Instructions for the task:
In the copy, include every entry exactly but none of the images.

Named object pointing entries:

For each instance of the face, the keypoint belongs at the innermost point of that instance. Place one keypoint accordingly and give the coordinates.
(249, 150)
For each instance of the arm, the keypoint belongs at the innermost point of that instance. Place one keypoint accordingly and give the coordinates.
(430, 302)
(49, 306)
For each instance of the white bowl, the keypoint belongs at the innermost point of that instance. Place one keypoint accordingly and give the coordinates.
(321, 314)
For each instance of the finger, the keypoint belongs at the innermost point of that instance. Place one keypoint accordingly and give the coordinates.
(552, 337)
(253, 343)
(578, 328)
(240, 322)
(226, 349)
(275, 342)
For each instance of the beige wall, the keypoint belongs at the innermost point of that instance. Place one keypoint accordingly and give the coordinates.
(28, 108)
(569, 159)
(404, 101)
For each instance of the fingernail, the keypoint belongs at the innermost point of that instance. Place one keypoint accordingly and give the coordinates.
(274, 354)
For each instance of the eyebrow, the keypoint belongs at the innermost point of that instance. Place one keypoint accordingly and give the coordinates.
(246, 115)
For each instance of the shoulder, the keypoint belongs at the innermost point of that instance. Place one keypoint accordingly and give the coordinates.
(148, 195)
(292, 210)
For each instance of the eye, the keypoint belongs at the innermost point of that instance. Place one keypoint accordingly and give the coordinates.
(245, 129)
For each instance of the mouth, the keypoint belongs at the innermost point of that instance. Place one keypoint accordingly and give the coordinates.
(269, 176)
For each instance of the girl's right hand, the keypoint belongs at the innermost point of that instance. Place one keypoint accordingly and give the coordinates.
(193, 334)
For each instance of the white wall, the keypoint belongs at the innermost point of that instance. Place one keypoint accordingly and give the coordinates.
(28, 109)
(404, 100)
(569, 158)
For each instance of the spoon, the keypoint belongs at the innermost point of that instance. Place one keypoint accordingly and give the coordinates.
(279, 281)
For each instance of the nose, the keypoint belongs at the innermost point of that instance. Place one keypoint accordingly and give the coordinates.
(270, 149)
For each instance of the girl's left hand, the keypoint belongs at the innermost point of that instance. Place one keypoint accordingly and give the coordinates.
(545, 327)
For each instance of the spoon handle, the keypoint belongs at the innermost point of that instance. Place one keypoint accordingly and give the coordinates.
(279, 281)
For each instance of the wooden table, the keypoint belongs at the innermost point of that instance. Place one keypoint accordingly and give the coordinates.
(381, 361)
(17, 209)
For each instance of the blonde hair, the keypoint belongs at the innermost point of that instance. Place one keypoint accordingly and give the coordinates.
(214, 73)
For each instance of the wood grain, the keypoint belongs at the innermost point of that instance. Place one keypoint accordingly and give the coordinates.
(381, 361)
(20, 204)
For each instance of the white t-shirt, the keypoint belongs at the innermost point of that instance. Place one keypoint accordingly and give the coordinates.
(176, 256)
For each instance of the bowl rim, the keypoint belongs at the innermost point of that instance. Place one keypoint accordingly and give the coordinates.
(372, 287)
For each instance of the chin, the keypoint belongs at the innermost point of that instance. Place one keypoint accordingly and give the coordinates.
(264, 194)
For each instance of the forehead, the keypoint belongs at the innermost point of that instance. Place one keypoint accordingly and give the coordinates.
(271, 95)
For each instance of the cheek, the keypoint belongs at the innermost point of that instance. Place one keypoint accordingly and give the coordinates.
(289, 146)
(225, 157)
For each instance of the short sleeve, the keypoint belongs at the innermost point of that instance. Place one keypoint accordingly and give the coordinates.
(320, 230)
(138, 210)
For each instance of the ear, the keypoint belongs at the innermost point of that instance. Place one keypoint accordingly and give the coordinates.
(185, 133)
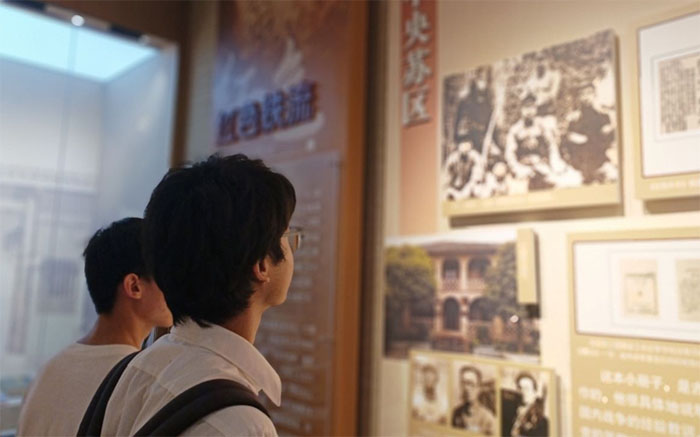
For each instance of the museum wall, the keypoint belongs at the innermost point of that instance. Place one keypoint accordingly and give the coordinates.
(474, 33)
(237, 60)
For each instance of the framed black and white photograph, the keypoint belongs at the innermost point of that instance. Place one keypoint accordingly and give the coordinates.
(668, 156)
(429, 390)
(458, 291)
(526, 402)
(535, 131)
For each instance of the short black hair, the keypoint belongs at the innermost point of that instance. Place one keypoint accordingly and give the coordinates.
(112, 253)
(206, 226)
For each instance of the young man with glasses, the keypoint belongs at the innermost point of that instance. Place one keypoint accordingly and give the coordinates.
(219, 242)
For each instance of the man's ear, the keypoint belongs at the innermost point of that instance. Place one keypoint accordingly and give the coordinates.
(261, 270)
(132, 286)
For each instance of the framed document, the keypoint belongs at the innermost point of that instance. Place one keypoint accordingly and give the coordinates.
(668, 155)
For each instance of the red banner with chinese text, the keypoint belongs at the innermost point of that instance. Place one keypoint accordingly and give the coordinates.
(419, 117)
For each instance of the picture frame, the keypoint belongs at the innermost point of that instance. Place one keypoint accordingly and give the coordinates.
(463, 291)
(668, 48)
(648, 282)
(533, 132)
(502, 396)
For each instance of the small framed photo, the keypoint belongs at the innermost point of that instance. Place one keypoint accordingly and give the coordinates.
(637, 284)
(668, 155)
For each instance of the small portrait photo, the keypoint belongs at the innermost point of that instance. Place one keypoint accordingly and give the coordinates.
(688, 274)
(639, 287)
(474, 398)
(524, 402)
(429, 382)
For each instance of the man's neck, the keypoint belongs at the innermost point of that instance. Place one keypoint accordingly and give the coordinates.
(110, 329)
(246, 324)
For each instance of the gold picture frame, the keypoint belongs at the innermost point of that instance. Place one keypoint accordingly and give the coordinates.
(671, 184)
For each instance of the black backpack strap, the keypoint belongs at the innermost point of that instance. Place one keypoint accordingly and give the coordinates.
(91, 425)
(196, 403)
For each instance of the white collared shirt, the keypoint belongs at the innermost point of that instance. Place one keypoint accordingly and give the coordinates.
(187, 356)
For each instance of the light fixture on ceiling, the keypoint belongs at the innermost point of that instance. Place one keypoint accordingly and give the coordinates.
(77, 20)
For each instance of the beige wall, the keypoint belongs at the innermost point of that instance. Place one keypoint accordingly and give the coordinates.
(472, 33)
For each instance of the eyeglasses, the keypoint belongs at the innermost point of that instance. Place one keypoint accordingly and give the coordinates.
(294, 235)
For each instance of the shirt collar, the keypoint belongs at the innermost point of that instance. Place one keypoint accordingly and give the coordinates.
(235, 349)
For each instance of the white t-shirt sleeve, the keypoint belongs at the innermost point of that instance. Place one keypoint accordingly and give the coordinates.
(234, 421)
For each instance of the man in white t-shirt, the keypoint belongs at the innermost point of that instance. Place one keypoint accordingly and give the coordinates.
(217, 236)
(129, 304)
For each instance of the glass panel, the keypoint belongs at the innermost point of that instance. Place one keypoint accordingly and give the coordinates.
(77, 151)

Response:
For each instance of the face, the keypoint belongs at the innermost point of that instance. Place one keypoint accordingly and give the coordinates.
(249, 150)
For each instance of the arm, the keypoint belongs at the innermost point of that instance. Place one keypoint accordingly and give the coordinates.
(430, 302)
(49, 306)
For each instance of the white bowl, the keypoint belongs at the innermost point of that instance. Place one keypoint accordingly and give the coordinates.
(321, 314)
For each instance of the finger, the keypoint belongs at the innermost point of that instance. Place one keypoint accordingly and give the coordinates.
(552, 337)
(253, 343)
(578, 328)
(240, 322)
(226, 349)
(275, 342)
For each instance of the beige wall, the keypoint belongs at the innermost point of that instance. Place one keypoint accordingly and give the coordinates.
(28, 108)
(569, 159)
(404, 101)
For each instance of the fingernail, the keypoint belongs at the innermost point of that instance. Place one keypoint accordingly and give the coordinates.
(274, 354)
For each instance of the eyebrow, the keypoint belongs at the innermost point of that instance. Place one keypoint accordingly and give the coordinates.
(246, 115)
For each instance of the shoulder, the keypoint belongs at the innermost point of that instance. Place one keypoint accordingly and give the coordinates.
(148, 195)
(292, 210)
For each instance of the eye, the keypoint belongs at the innermost point of that instance. Place one keypoint accordingly and give the coordinates.
(245, 129)
For each instance of the mouth, the keypoint belongs at the innermost point of that instance. Place one keypoint accordingly and give the coordinates.
(269, 176)
For each instance of the girl's right hand, the keypoint belongs at the innermost point of that instance. Place one keypoint accordingly and give the coordinates.
(193, 334)
For each instance of the white wall, the keypoint belongs at the innermost point of that instance. Place one keypoint accordingly and give the coordinates.
(28, 109)
(404, 100)
(569, 158)
For each instance of the spoon, the keypoint belongs at the innermost point of that instance. Place one keypoint accordingly and give the coordinates.
(279, 281)
For each instance of the nose, the keypoint belongs at the innermost point of that instance. Place one keypoint accordingly and give the coordinates.
(270, 149)
For each instance of the girl's left hand, the keypoint belongs at the innermost point of that instance. Place one keypoint accordingly and give the coordinates.
(545, 327)
For each instance of the spoon handle, the keypoint belongs at the innermost point of that instance. Place one keypoint accordingly and give the coordinates.
(279, 281)
For each instance of the wooden table, the keypoint belongs at the innermost point of that instance. Place one keypoint accordingly and give the coordinates.
(381, 361)
(17, 209)
For each instance of the blonde hair, the keypoint belongs at the innermost point of that instance. Place one keypoint accordingly and give the coordinates.
(214, 73)
For each instance of the wood grain, the keypoint belongs at the innermost point of that instance. Place one keypoint accordingly and give the coordinates.
(381, 361)
(20, 204)
For each instance of the white t-shirt, the keypoint belongs at the innermost point of that instance. Place one keypoint accordingly and give the coordinates.
(176, 256)
For each instance of the bowl rim, the keypoint belongs at the innermost point of that instance. Place one keypoint accordingly and give the coordinates.
(372, 287)
For each instance of the chin, the keypoint belongs at the innermost point of that instance. Place one keypoint accordingly and give the coordinates.
(264, 194)
For each instance of the forehead, the keypoint belongs at the innermost point of that instance. Place one keypoint accordingly and give the coordinates.
(271, 95)
For each instance of the cheek, the keypoint belongs at the innermost point of that instance. Place one keypoint accordingly and give the coordinates.
(289, 146)
(225, 157)
For each instance of the short sleeve, the keypoint belongs at the innermost point of that instance. Place one keypoint accordingly and give the coordinates.
(320, 230)
(138, 210)
For each instance of the ear, the keypoint belongs at the innermost point of that instance. Place one keypoint accordingly and give the coordinates.
(185, 133)
For each instance of the museum wall, the keypoint belongs at the innermost point of that instance. Place one keypoint accordingly and give the coordinates.
(474, 33)
(237, 60)
For each instance of the framed black and white photograph, the keypoint belongs at the innermost point of that instance. Place one keypoint accordingly and give the coordinates.
(668, 156)
(429, 390)
(458, 291)
(526, 402)
(535, 131)
For each instance of the short black hair, the keypoint belongs at the innermost point of that instance. Place one keypoint accordingly and give the coordinates.
(112, 253)
(206, 226)
For each instance of the young man with glasses, the keypoint belongs at the innermost point of that instance. Place one keypoint accordingly and give the coordinates.
(219, 242)
For each instance of the man's ear, the keypoint belongs at the innermost point of that instance. Place one keypoint accordingly and give the coordinates.
(261, 270)
(132, 286)
For each instance of the framed document, the keypoint belongs at the innermost point of that instance. Place one keypoint accordingly and give the coordinates.
(668, 155)
For each instance of the red banner with chinese text, the keypoint belongs at the innermost point of that instance. Place one keypoint accordingly and give the coordinates.
(419, 117)
For each instance of the picture frame, the keypoint belongs at the innermost point of that instance. Place one keypoint accordingly and give the coordinates.
(463, 291)
(668, 48)
(648, 282)
(533, 132)
(502, 396)
For each instance of the small framed photo, the keypoint belongs at the innermost point of that instance. Place one keypoint accordingly and give the coordinates.
(637, 284)
(668, 155)
For each instance of the small portrait photo, the keypoint belongs at the innermost point of that instance. Place one keypoint accordingly and give the coordinates.
(688, 274)
(639, 287)
(474, 398)
(524, 402)
(429, 382)
For each instance of the man's neck, the keypoint belongs at the innermost point of that instance. Place one keypoint accordingly and give the coordinates.
(110, 329)
(246, 324)
For each instance of the gold picture frame, the keypoint belongs at the innermost point of that instance. Place one keypoint accordingly and give the coordinates.
(671, 184)
For each instance of the black backpack strap, the keypoint belongs at the innermost point of that instance. Place one keypoint accordingly and give the coordinates.
(91, 425)
(196, 403)
For each instance of the white collared shirt, the keypoint belongs at the innermost point of that instance. Place one keypoint accordingly and give the coordinates.
(187, 356)
For each instance of the light fixture on ceiling, the keypoint belongs at the innermost point of that instance. Place one keypoint accordingly and give the coordinates.
(77, 20)
For each instance of the beige wall, the keypoint belongs at the innermost point of that instance. Place one keypoint accordingly and give the coordinates.
(472, 33)
For each instance of the eyeglasses, the keypoint belongs at the innermost point of that instance. Place one keypoint accordingly and give the coordinates.
(294, 235)
For each instance of the shirt collar, the keypoint belongs at the innermost point of that instance. Place one keypoint accordingly and give the coordinates.
(235, 349)
For each instance of the white t-shirt sleeve, the keypoint belongs at the innermost point of that instance. Place one keypoint accordingly and give the coordinates.
(234, 421)
For each instance of the man in white t-shirt, the keypoint belongs at the innermost point of that instance. Place one keypoint accordingly and give the coordinates.
(217, 236)
(129, 304)
For each instance of the glass panel, the keypoint belongs at the innermost point of that instance. Place one keypoint accordingly and give the coordinates.
(77, 151)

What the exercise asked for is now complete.